-- Objective --
Rewrite every item below, changing "sydney harbour bridge" to "Sydney Harbour Bridge" wherever it occurs and leaving all other text as it stands. Omit the pictures from the answer.

-- Rows --
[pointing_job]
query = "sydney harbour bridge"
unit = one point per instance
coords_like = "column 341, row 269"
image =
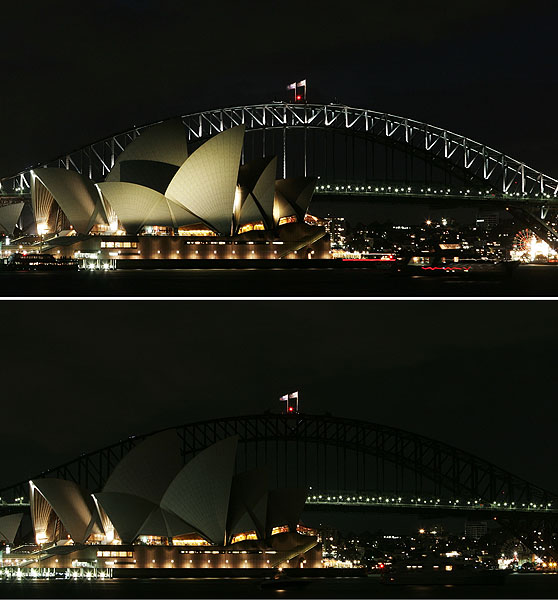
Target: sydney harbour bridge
column 356, row 153
column 347, row 465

-- Solution for this problem --
[pointing_job]
query = "Sydney Harbour Bridge"
unit = one point per instance
coords_like = "column 341, row 269"
image =
Target: Sydney Harbour Bridge
column 356, row 153
column 347, row 465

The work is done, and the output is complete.